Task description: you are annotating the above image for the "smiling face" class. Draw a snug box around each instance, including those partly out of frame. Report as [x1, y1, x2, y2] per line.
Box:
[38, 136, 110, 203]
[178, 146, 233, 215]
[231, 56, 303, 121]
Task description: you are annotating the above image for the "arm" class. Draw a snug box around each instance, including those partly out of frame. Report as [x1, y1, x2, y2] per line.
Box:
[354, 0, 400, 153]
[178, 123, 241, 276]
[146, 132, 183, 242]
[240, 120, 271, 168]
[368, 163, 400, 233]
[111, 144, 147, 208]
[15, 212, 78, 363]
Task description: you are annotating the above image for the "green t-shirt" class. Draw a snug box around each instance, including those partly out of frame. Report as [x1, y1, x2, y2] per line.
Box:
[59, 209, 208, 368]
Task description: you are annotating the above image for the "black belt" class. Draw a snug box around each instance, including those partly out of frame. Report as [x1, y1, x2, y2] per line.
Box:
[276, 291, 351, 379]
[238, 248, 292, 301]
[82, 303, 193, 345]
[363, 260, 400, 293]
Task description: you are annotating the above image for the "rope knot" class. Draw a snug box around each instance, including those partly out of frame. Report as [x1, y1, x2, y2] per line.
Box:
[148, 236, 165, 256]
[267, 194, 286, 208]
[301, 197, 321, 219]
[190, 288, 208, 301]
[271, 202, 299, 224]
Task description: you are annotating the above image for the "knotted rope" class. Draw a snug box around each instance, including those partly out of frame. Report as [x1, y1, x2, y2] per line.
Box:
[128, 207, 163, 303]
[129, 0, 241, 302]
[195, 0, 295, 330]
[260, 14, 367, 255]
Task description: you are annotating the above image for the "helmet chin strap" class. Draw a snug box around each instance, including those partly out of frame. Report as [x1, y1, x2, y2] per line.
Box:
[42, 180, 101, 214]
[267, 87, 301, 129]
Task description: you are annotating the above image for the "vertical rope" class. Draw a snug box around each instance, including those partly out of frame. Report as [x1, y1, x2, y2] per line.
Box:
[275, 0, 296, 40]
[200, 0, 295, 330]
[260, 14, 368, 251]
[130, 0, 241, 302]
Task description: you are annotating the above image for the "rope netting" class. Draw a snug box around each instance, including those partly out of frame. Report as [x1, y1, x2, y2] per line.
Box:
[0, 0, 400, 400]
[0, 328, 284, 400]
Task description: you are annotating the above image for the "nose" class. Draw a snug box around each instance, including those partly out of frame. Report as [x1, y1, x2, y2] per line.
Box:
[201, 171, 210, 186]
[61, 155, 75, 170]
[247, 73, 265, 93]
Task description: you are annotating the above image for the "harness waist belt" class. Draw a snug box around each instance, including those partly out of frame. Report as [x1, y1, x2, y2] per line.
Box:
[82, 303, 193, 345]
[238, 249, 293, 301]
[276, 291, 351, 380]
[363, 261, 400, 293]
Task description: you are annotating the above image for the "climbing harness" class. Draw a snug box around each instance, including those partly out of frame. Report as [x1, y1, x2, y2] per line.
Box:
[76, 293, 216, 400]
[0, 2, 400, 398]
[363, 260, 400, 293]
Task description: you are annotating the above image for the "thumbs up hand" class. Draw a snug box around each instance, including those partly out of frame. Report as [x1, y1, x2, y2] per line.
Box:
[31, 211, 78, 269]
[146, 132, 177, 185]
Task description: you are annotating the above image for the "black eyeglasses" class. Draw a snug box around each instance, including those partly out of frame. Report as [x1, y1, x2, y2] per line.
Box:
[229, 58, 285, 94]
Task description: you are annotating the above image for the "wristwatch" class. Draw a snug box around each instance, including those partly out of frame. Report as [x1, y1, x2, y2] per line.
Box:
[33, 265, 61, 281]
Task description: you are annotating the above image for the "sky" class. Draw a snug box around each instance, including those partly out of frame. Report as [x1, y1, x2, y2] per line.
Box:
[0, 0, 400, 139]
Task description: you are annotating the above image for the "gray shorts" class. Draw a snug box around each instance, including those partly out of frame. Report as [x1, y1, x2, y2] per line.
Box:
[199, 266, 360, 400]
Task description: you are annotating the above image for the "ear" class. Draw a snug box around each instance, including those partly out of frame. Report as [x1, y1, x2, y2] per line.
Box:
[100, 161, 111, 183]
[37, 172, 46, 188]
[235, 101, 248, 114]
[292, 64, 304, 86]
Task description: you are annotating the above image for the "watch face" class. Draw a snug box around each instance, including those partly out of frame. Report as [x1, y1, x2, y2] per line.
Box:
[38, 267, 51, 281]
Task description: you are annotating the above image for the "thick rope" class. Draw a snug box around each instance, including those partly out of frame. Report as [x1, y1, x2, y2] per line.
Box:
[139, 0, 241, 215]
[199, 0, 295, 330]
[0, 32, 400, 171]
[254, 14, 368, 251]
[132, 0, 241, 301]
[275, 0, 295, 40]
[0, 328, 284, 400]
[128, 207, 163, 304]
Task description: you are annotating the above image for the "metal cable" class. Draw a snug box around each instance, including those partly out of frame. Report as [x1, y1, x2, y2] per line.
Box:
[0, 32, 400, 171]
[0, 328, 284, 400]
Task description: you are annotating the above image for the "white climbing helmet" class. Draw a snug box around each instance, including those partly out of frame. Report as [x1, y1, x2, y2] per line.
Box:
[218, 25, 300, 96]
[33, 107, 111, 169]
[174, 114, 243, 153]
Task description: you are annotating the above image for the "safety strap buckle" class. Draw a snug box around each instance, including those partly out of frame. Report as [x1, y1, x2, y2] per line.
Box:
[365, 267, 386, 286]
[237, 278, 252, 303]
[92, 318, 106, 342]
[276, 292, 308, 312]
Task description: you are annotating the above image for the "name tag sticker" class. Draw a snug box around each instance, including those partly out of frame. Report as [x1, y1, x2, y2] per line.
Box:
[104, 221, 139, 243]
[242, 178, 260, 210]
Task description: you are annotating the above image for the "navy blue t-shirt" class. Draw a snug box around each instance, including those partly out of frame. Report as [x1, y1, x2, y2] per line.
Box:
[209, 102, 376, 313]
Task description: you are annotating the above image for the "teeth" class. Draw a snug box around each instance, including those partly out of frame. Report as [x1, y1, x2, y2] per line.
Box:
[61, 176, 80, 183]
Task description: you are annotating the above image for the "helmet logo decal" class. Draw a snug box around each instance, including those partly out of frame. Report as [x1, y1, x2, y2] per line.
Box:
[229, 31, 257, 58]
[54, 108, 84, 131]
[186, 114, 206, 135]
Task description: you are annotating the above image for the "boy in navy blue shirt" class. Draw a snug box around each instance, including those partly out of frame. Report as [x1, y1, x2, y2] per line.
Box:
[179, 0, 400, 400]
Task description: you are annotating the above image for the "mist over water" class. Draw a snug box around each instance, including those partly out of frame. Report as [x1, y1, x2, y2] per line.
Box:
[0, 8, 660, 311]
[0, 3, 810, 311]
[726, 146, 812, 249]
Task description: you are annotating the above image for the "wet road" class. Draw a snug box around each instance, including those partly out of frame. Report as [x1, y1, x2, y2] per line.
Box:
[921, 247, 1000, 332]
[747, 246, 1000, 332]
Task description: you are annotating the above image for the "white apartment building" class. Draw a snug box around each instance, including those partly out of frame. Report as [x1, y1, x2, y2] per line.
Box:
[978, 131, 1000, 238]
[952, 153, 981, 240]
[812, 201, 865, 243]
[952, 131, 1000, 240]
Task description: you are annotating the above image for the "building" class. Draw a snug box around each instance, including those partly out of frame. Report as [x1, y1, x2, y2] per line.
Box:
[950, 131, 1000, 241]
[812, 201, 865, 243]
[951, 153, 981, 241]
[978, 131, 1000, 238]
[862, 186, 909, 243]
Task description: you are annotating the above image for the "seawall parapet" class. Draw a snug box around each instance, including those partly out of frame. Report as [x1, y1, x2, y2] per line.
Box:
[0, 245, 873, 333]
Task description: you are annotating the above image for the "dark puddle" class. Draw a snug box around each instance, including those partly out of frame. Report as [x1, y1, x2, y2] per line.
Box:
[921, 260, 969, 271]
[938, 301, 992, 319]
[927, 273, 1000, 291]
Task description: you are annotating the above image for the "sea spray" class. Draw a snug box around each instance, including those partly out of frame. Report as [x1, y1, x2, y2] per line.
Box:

⁂

▶ The task
Give the entries from the start through the line containing "[260, 14, 367, 255]", inclusive, as a two-column CSV with the headers task and answer, one row per entry. Put each entry's text and its answer in one quoted field each, with line breaks turned into spaces.

▶ Correct result
task,answer
"Task description: you are annotating the above image for the ""smiling face"" class. Draw a snug box around each instance, including those partly out of frame. Report as [x1, y1, x2, y2] per line. Box:","[38, 136, 110, 203] [178, 146, 233, 215] [231, 56, 303, 121]"
"Task description: you are annotating the above image for the ""arm"" class. Draw a snug box around each instance, including those partly out of frame. Report as [x1, y1, x2, y2] per line. Box:","[354, 0, 400, 153] [178, 123, 241, 276] [146, 132, 183, 242] [240, 120, 271, 168] [368, 163, 400, 233] [111, 144, 147, 208] [15, 212, 78, 363]"
"Task description: you are annotating the above image for the ""green t-shirt"" class. Draw a snug box around each instance, including those partly out of frame. Report as [x1, y1, x2, y2] per line. Box:","[59, 209, 208, 368]"
"Task description: you are annotating the above image for the ""black belt"" class. Draw a snug box around each instance, including those partly out of frame. Report as [x1, y1, x2, y2] per line. Box:","[276, 291, 351, 379] [238, 248, 292, 301] [82, 303, 193, 345] [363, 260, 400, 293]"
"Task description: you are annotating the above image for the ""rope knot"" class. Draw a snug box around each instance, including those partly out of frame. Report as [x1, y1, x2, y2] per line. Box:","[148, 236, 165, 256] [267, 194, 286, 208] [301, 197, 321, 219] [190, 288, 208, 301] [271, 202, 299, 224]"
"Task description: you are annotating the above image for the ""knotted rope"" class. Draw a snug box around each instance, including those partly out of frame. Report as [x1, y1, x2, y2] per line. Box:","[128, 207, 163, 303] [129, 0, 241, 302] [195, 0, 295, 330] [260, 14, 367, 255]"